(Named-object pointing records)
--- start ---

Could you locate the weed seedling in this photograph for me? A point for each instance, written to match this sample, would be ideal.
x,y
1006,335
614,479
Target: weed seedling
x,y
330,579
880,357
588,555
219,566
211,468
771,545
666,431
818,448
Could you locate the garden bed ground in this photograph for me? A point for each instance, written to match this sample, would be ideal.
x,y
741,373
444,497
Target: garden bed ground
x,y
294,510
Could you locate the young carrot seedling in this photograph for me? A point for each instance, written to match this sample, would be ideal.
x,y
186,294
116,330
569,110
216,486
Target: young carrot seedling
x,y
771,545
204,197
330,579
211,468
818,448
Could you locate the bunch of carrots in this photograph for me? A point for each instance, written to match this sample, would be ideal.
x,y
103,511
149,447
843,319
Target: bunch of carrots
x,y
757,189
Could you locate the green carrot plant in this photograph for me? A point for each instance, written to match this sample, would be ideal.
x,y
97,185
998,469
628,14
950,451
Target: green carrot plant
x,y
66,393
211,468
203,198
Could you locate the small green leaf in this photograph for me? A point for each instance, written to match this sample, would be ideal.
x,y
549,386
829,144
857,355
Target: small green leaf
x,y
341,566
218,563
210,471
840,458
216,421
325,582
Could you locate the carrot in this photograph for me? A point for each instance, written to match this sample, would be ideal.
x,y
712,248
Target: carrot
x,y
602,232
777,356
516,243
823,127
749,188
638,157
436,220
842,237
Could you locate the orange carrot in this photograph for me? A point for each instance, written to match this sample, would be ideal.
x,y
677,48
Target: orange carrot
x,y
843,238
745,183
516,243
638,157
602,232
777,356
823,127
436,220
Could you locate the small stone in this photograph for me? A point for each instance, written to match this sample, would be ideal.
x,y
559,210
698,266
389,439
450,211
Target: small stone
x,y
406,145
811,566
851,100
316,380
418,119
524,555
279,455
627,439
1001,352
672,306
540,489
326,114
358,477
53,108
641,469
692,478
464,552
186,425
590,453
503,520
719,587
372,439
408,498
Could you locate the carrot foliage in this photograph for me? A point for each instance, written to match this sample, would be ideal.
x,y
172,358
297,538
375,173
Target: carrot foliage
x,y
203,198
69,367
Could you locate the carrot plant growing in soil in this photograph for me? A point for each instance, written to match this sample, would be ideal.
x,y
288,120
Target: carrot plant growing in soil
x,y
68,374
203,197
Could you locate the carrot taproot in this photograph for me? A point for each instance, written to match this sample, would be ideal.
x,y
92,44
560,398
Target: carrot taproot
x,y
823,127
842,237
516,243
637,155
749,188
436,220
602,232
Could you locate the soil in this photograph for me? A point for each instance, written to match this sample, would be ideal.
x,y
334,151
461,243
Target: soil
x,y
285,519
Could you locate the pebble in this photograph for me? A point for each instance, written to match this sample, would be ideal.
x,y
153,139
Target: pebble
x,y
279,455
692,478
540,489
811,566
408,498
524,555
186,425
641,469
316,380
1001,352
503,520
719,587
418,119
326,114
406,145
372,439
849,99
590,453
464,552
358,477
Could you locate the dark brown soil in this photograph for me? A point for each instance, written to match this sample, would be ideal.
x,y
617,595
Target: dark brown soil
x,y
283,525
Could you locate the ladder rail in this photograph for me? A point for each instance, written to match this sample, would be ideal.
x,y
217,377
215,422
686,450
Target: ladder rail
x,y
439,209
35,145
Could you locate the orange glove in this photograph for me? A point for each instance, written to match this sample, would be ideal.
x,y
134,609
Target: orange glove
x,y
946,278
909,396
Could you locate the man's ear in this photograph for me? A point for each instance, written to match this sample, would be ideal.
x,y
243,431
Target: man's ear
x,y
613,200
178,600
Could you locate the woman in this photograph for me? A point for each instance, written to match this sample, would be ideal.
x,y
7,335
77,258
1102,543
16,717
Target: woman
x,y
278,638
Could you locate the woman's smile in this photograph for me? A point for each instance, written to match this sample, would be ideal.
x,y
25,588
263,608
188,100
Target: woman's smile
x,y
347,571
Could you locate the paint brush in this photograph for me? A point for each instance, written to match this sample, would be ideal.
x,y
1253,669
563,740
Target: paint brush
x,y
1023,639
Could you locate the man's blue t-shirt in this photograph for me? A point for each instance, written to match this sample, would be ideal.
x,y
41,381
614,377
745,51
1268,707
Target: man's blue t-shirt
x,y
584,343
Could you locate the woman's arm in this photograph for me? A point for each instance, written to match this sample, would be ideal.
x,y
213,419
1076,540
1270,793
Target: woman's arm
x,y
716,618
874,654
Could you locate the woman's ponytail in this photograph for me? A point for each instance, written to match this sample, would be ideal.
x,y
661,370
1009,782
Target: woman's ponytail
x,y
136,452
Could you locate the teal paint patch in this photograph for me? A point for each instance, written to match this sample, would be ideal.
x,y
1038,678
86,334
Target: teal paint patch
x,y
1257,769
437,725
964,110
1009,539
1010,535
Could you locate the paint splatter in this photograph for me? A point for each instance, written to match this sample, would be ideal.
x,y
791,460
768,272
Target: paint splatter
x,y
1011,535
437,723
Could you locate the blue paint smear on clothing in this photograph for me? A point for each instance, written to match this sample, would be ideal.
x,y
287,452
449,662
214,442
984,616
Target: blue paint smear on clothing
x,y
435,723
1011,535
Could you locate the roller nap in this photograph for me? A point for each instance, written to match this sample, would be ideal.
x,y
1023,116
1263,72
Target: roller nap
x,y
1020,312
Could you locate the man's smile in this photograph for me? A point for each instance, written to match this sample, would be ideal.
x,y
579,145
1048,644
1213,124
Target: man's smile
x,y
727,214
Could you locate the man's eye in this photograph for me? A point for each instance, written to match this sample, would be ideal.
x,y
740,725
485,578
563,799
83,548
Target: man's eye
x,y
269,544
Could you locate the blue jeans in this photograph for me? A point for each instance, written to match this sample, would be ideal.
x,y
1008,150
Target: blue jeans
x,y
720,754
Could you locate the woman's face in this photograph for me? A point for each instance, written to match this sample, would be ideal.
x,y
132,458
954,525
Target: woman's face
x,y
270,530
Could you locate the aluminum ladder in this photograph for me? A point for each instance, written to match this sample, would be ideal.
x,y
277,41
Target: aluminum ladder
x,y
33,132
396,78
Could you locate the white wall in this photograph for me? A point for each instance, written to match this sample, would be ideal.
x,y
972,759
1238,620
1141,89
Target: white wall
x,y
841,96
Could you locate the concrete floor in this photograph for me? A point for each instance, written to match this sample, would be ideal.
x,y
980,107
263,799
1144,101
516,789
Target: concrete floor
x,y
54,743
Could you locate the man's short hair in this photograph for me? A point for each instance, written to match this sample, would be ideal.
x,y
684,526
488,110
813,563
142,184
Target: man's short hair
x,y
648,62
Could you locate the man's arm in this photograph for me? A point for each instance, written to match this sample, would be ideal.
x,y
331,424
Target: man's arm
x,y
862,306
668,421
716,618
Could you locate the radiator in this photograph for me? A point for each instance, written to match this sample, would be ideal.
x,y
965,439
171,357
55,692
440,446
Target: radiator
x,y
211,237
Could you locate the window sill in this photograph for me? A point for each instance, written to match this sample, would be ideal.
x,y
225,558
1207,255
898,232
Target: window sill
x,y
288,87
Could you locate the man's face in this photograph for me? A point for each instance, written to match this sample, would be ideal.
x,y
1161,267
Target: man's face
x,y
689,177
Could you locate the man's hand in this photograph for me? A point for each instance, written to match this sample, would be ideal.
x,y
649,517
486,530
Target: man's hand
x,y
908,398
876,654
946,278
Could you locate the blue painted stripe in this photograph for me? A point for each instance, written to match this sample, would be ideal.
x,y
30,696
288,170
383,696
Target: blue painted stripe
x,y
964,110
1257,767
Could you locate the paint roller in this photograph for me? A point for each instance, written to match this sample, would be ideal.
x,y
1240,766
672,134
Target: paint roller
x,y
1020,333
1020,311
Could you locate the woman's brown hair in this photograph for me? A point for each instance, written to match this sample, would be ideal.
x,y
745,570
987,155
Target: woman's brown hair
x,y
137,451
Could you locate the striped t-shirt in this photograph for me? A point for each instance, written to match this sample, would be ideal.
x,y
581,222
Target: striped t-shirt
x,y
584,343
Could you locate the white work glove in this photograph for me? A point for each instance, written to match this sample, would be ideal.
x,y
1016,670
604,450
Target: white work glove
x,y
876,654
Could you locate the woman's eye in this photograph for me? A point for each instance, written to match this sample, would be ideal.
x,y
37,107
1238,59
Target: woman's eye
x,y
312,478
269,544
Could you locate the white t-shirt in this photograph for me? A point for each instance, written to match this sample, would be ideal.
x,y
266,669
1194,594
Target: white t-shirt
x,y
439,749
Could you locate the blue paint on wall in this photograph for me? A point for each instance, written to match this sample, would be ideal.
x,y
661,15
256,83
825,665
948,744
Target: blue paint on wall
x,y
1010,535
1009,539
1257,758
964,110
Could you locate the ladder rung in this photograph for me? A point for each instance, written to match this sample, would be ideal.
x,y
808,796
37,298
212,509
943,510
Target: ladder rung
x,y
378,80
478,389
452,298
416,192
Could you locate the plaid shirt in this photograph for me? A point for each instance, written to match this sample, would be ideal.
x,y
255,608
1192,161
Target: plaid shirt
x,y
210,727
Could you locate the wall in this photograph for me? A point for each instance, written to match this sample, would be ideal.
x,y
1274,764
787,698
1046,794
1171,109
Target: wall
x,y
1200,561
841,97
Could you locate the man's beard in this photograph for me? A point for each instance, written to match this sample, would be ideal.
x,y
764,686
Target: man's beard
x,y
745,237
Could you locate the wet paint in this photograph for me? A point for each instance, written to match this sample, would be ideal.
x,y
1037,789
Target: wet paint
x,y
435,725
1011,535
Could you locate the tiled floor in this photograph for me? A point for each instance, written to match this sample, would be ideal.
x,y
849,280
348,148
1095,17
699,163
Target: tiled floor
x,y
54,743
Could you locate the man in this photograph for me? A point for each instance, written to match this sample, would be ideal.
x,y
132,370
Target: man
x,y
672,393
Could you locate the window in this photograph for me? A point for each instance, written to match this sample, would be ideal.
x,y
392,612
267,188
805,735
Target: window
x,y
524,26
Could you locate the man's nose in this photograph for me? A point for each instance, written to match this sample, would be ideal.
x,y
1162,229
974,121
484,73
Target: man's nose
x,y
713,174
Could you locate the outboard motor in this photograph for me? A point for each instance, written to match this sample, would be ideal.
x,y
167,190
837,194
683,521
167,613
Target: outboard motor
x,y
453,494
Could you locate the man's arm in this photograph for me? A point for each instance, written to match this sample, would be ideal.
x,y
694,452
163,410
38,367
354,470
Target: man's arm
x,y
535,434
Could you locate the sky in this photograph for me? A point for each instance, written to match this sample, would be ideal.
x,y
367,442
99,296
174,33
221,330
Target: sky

--- end ---

TASK PROMPT: Repeat the lines from the one containing "Could you locate the man's nose" through the end of the listing, exactly and without any other lines; both ends are included.

RESULT OF THIS EXERCISE:
Could you locate the man's nose in this photograph for me? A point for each instance, written to match this sample, would be ideal.
x,y
1162,229
974,121
484,73
Target: man's nose
x,y
713,174
Could you locate the outboard motor in this photograph for me? A point for each instance, written to match this sample, would be ideal.
x,y
167,190
837,194
683,521
167,613
Target: outboard motor
x,y
453,494
Could you locate the man's arm in this photograph for me? A point for each instance, written to match this sample, would be ideal.
x,y
694,452
163,410
38,367
354,470
Target: man's arm
x,y
535,434
Could you locate the sky in this photograph for me? A point for each instance, written to match this sample, would be ideal.
x,y
367,442
99,296
174,33
221,330
Target: sky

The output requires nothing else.